_Extract to read_:
#####

While we're at it, let's suppose you have the following problem.

You have a function, but you really like polynomials.  You wish the function was a polynomial instead.  So approximate it by one, but which one?  Well, it depends on what kind of shape you want.  Maybe you only need the approximation near a point (say x=0).  So what to do?  Well, make sure the functions match.  But the shape should stay the same, too.  So the derivatives should match as well.  What degree of polynomial?  Well, however many derivatives you want to match.  If you want to match all the derivatives, then you need a polynomial of all the degrees (i.e., a series).

How do you match up a series with a function such that all the derivatives agree at a single point?  Well do the obvious calculation, and you get the Taylor series, and low and behold the Taylor series for 1/(1-x) is just 1+x+x^2+...

I'll put details when I'm back from phone posting.\

Edit:

Let f:R->R be a smooth (infinitely differentiable) function and fix some x0 in R.  Consider the power series

F(x) = a_0+a_1 (x-x0)+ a_2 (x-x0)^2 + ... + a_n(x-x0)^n + ...

#####

_Entries supplied_:
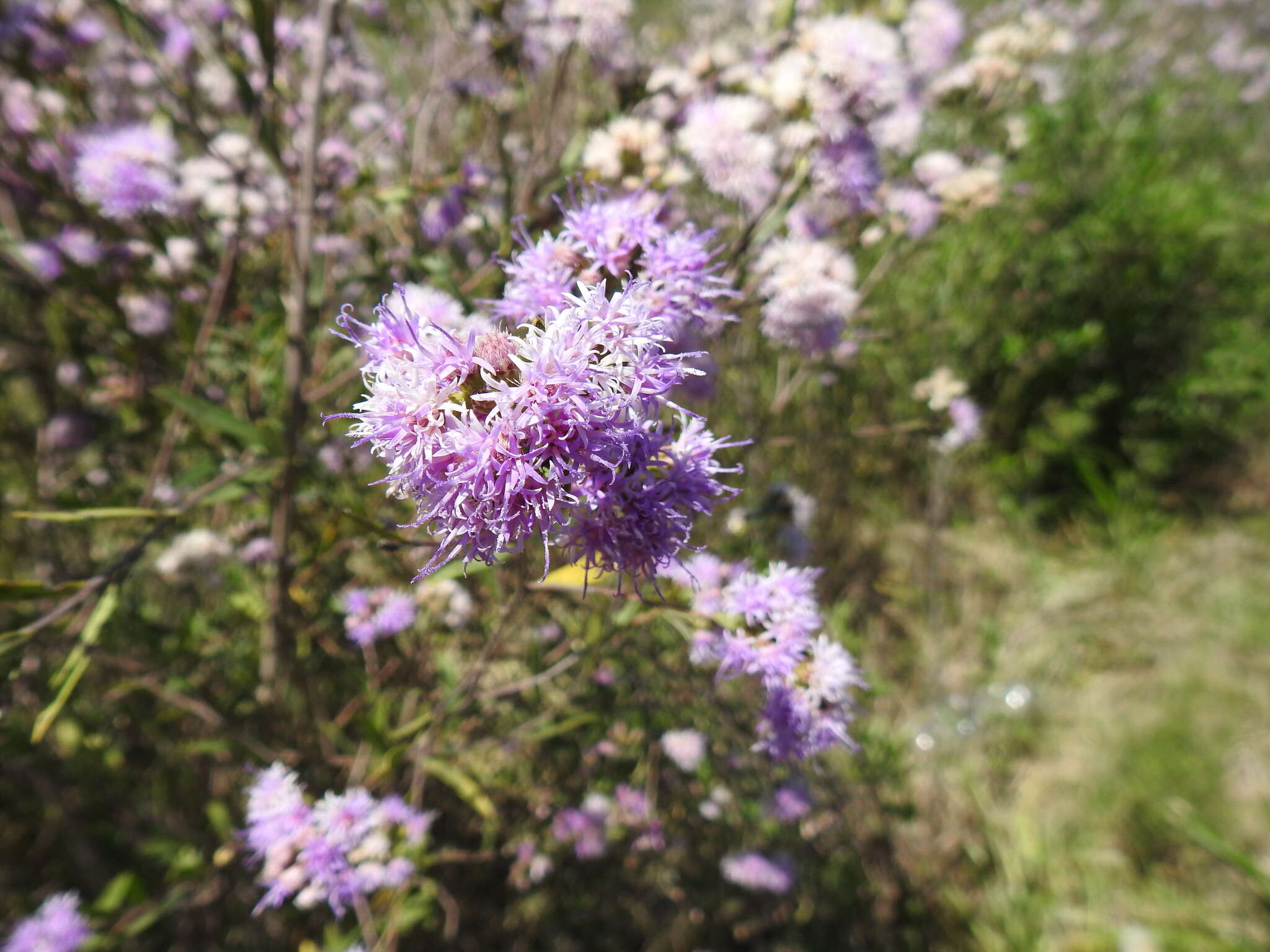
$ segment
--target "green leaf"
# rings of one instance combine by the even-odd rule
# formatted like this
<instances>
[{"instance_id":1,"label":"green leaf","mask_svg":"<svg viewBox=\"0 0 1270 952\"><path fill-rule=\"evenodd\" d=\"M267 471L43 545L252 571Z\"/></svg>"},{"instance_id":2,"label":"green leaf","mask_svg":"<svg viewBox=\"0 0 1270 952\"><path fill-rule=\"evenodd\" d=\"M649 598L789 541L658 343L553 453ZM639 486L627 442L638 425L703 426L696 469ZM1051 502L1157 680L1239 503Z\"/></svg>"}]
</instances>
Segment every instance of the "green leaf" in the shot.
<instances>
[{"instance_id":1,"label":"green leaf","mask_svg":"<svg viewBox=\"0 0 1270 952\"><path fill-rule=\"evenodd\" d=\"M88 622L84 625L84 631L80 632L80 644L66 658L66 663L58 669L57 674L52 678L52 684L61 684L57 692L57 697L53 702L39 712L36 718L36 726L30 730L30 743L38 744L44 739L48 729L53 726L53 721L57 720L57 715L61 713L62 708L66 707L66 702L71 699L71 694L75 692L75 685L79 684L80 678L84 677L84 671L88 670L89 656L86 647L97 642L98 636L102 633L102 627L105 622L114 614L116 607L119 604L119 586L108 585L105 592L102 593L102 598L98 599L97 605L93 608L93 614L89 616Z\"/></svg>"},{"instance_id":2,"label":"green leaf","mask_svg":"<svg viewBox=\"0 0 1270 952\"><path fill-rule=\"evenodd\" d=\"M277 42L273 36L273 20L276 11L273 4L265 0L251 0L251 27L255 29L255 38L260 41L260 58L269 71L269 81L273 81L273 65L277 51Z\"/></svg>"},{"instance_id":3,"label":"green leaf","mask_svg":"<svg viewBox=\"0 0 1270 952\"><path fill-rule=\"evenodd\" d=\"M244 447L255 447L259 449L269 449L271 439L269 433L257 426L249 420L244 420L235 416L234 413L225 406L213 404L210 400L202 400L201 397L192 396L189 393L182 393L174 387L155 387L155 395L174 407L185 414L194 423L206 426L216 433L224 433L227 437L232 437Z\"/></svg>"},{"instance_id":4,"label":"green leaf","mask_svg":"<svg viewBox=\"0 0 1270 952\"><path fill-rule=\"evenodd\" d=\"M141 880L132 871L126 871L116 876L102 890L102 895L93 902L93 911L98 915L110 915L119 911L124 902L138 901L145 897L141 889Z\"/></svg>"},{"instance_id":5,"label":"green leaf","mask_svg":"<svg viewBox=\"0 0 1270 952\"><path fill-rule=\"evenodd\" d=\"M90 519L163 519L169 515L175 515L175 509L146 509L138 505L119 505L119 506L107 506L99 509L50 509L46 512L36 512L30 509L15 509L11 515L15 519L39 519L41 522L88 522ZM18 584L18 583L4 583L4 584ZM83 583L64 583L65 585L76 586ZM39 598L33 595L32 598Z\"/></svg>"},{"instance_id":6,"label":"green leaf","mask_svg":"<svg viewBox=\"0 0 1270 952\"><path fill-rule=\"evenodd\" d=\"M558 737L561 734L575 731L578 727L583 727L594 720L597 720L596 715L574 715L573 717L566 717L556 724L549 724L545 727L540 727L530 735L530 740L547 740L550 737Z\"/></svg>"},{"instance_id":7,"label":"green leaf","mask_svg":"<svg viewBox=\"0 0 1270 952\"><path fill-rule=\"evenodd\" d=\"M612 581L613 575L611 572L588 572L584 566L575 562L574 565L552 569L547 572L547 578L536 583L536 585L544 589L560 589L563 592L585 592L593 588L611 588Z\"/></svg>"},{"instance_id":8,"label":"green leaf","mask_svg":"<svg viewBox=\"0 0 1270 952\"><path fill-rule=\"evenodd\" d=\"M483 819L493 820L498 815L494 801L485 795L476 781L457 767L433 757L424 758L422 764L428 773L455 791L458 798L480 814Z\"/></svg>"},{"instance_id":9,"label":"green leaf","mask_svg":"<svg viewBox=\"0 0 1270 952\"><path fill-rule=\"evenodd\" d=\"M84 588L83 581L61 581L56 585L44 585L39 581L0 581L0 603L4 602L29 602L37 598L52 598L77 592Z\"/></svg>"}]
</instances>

#####

_Challenge A_:
Answer these about the Taylor series passage, one line each:
(i) What point is offered as an example of where the approximation might be needed?
(ii) What does the Taylor series for 1/(1-x) turn out to be?
(iii) What does "smooth" mean here?
_Challenge B_: Alter the Taylor series passage between "Let f:R->R be" and "a_n(x-x0)^n + ...", inclusive, writing it out again with "infinite series" in place of "power series".

_Right answer A_:
(i) x=0
(ii) 1+x+x^2+...
(iii) Infinitely differentiable

_Right answer B_:
Let f:R->R be a smooth (infinitely differentiable) function and fix some x0 in R.  Consider the infinite series

F(x) = a_0+a_1 (x-x0)+ a_2 (x-x0)^2 + ... + a_n(x-x0)^n + ...